SET PROBLEM
Could you quote every one of the records below line for line, leaving the pictures out?
──────
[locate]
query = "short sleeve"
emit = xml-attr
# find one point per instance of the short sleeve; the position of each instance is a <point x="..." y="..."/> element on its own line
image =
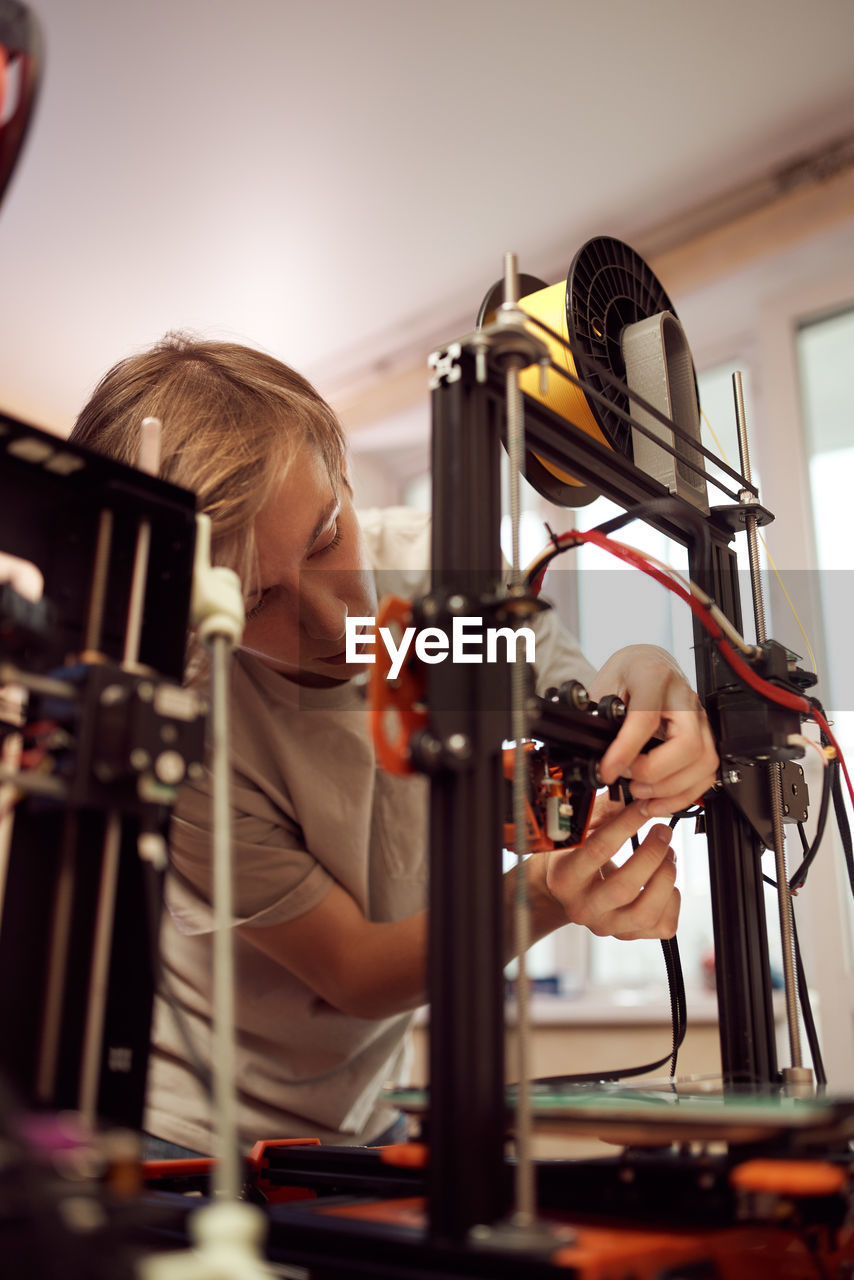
<point x="275" y="876"/>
──────
THE RESPONSE
[locate]
query = "short sleeve"
emit = xml-attr
# find one point per instance of the short sleeve; the position of each instance is a <point x="..." y="..."/> element on its own line
image =
<point x="275" y="876"/>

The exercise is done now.